Texto:

= = = =

Ginjal e Lisboa

Ginjal e Lisboa

08 outubro, 2012

A antiga casa que os ventos rodearam com suas noites de espanto e de prodígio


Habito as casas em que vivo e as que habitam a minha memória. 

Lembro-me de uma casa, a primeira, à qual, no fim do verão, iam homens e mulheres mondar as espigas de milho, sentados no chão, e cantavam e riam. Nessas alturas havia muito pó no ar e devia haver conversas e anedotas de adultos e os meus pais não me queriam lá mas eu arranjava sempre maneira de me infiltrar e, sorrateiramente, ir ficando. 

Junto a essa casa passava um ribeiro com uma água muito cristalina que corria sobre os seixos. Esse ribeiro era motivo de muitos medos dos meus pais que não queriam que eu fosse brincar para perto e, no entanto, a água que saltitava nas pedras e a sua frescura eram uma tentação a que eu não conseguia resistir. E havia eucaliptos que enchiam o ar de pureza e que tinham uma flor branca que parecia que tinha uns fiozinhos brancos e uns chapelinhos. E havia uns gatos que apareciam por lá e que não tinham dono mas que eram alimentados por todos, deixava-se um pratinho com sopinhas de leite ou restos de peixe. E havia umas gémeas mais velhas que eu e com quem eu adorava brincar e que costuravam roupinhas para as bonecas e para os gatos. E havia pirilampos que eu e os meus pais apanhávamos à noite e que eu punha debaixo de um copo, e, no dia seguinte, os pirilampos tinham-se transformado em moedas para o meu mealheiro.

= = = =

O que fazer:
• 1. Traduza para inglês esta frase do texto: "Habito as casas em que vivo e as que habitam a minha memória."
• 2. Extraia do texto o trecho que começa nas palavras "08 outubro, 2012" e termina logo depois de "sorrateiramente, ir ficando.".
As linhas seguintes provêm de outra fonte.

Material extraído:

= = = =

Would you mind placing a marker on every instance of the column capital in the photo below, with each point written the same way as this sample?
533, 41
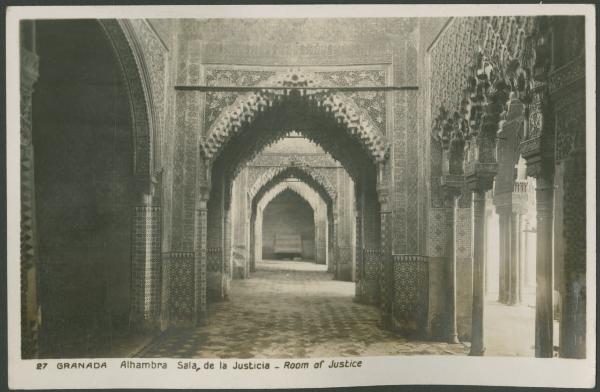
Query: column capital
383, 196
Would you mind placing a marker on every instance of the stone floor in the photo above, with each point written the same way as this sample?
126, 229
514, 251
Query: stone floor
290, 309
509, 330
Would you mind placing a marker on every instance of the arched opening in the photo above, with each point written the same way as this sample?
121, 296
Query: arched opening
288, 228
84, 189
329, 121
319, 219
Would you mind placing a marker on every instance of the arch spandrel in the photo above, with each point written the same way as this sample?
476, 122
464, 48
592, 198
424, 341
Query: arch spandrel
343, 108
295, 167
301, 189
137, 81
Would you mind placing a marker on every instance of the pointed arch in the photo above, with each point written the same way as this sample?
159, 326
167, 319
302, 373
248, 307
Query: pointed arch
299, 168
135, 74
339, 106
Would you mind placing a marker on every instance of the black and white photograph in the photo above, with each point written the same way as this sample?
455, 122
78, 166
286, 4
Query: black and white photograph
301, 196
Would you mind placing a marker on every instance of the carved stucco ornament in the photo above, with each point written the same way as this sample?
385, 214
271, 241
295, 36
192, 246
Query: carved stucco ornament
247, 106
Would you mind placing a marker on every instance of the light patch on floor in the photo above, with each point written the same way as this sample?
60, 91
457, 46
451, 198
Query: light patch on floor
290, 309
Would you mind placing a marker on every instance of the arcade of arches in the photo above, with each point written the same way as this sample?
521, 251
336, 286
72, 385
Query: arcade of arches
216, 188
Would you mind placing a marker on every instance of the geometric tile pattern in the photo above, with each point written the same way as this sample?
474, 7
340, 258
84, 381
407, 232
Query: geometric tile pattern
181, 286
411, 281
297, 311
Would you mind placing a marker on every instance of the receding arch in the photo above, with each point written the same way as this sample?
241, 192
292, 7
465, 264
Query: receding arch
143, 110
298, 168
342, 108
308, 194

= = = =

Respostas:
• 1. I inhabit the houses I live in and the ones that inhabit my memory.

• 2.
08 outubro, 2012

A antiga casa que os ventos rodearam com suas noites de espanto e de prodígio


Habito as casas em que vivo e as que habitam a minha memória. 

Lembro-me de uma casa, a primeira, à qual, no fim do verão, iam homens e mulheres mondar as espigas de milho, sentados no chão, e cantavam e riam. Nessas alturas havia muito pó no ar e devia haver conversas e anedotas de adultos e os meus pais não me queriam lá mas eu arranjava sempre maneira de me infiltrar e, sorrateiramente, ir ficando.